→ **Приведенный фрагмент**
★ ★ ★ ★

Это была грустная история, но не потому, что толпа жаждала мести, а потому, что общество было не в настроении подписываться на еще один большой проект. Оно хотело вернуться к нормальному положению вещей. Резкое пополнение электората женщинами не оправдало надежд или опасений тех, по чьим прогнозам их участие должно было означать существенные перемены. У большинства женщин-избирателей, как и у большинства мужчин, не было четких взглядов на то, что делать со своей победой. Они лишь знали, что не хотят за нее платить. Политики и общество разделяли язвительность прессы, поскольку это позволяло не заниматься обсуждением более сложных тем. Война финансировалась за счет огромных государственных займов, которые разогрели уже запущенную инфляцию. Никто не хотел говорить о сокращении расходов или выплатах. Поэтому стали говорить о наказании немцев.

★ ★ ★ ★

→ **Цель задания**
Продолжите фрагмент о послевоенных настроениях избирателей, начав сразу после его последнего предложения.

★ ★ ★ ★

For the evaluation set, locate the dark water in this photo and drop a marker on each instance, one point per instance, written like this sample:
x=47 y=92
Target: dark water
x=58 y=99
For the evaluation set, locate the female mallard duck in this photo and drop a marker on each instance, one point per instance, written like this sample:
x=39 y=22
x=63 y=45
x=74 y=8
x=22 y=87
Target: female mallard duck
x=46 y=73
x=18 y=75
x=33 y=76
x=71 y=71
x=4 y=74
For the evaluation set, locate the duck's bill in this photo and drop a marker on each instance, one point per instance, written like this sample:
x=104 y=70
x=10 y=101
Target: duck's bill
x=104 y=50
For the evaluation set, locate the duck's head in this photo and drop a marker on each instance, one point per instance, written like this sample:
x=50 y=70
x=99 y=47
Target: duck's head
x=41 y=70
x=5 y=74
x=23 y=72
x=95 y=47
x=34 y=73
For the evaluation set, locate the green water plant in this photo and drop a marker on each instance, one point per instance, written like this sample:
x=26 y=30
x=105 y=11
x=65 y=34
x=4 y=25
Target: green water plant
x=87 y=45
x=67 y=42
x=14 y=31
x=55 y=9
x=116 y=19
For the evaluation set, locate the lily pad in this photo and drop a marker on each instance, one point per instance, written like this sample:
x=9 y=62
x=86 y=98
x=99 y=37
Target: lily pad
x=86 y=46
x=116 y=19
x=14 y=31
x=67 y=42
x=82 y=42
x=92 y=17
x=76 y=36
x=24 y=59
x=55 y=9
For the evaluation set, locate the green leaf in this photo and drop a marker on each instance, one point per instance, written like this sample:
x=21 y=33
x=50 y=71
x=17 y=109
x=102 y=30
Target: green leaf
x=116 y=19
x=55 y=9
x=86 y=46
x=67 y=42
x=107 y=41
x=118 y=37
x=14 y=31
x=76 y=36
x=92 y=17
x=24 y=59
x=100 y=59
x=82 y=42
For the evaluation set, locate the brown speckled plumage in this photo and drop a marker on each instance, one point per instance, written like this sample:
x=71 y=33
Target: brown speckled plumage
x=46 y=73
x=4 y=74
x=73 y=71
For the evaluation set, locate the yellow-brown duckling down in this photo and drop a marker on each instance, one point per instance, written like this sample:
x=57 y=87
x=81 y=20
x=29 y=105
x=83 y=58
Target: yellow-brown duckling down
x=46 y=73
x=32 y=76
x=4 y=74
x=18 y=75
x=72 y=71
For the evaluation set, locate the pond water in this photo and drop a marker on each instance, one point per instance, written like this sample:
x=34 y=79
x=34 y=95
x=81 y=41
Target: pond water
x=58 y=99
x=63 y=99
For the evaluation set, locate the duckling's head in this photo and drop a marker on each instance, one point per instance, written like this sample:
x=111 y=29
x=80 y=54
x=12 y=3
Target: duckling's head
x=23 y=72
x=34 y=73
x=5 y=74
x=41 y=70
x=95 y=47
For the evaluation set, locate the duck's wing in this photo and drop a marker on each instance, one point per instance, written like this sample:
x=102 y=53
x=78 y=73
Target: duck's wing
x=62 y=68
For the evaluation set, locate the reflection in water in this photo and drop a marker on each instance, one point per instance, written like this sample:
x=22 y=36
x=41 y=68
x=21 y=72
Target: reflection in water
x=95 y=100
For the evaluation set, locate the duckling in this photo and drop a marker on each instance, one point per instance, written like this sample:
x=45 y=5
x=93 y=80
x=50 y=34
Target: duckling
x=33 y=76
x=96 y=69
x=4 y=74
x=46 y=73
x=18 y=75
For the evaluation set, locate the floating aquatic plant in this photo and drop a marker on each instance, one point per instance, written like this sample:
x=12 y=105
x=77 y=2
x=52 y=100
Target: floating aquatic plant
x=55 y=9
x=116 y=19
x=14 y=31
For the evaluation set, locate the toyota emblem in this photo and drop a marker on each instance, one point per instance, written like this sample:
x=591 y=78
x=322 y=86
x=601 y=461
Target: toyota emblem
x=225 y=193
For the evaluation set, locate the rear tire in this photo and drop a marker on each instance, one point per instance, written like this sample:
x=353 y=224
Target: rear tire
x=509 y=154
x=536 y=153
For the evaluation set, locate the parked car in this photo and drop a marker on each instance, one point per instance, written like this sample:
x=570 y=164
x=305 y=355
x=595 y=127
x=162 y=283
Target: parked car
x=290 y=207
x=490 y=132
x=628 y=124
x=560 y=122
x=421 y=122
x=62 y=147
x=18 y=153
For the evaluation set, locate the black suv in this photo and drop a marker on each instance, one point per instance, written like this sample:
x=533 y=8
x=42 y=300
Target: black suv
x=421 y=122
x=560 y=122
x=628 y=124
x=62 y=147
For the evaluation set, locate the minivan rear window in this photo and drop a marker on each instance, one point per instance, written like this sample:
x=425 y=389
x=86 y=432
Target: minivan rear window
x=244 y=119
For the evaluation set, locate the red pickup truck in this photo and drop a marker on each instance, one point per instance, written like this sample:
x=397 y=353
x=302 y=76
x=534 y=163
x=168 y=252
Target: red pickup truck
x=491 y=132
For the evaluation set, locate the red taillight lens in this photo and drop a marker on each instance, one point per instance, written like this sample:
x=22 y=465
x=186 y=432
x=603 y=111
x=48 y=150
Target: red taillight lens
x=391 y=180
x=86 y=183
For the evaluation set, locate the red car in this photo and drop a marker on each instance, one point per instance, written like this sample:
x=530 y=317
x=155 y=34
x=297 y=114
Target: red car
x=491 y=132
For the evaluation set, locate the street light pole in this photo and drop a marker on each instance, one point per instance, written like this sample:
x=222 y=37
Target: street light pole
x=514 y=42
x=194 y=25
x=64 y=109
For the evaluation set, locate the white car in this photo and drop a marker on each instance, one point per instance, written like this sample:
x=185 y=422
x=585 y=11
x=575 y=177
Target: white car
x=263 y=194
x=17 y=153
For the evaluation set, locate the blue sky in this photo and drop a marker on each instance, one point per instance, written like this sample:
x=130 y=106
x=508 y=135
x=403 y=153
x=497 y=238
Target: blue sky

★ ★ ★ ★

→ **Ответ на задание**
Все это придало выборам видимость несущественности. Они, несомненно, показали себя в качестве худшей стороны демократии. В своем выпуске «Paging the Bill» от 14 декабря 1918 г. «The Economist» отметил, что «…выборы и все сопутствующие им обстоятельства стали грустным примером того, как не следует заниматься политикой» [Masterman, 1939, р. 798]. Но в них же была и загадка: мстительность и истерия были попросту прикрытием, способом убежать от сложных решений. Тогда какое же лицо у демократии на самом деле? Существовало два основных взгляда. Один, оптимистический, утверждал, что за всем этим шумом и перекосами периода выборов скрывается здравый смысл общества, который в конце концов даст о себе знать. «The Economist» заявлял, что верит в это: «Наша страна далеко не такая низменная, как, похоже, думают те, кто взывают к ее низменным чувствам». Демократия «так или иначе проберется через низины» и со временем «достигнет высот», где сможет подумать о себе [Ibid.]. Тогда она сможет выбрать мирное сосуществование. Но другой взгляд утверждал, что именно грязные и подчас абсурдные формы электоральной политики как раз и являются подлинной стороной демократии. За ней ничего нет. Напротив, именно вильсоновский идеализм, который желал смотреть дальше выборов, был фантазией.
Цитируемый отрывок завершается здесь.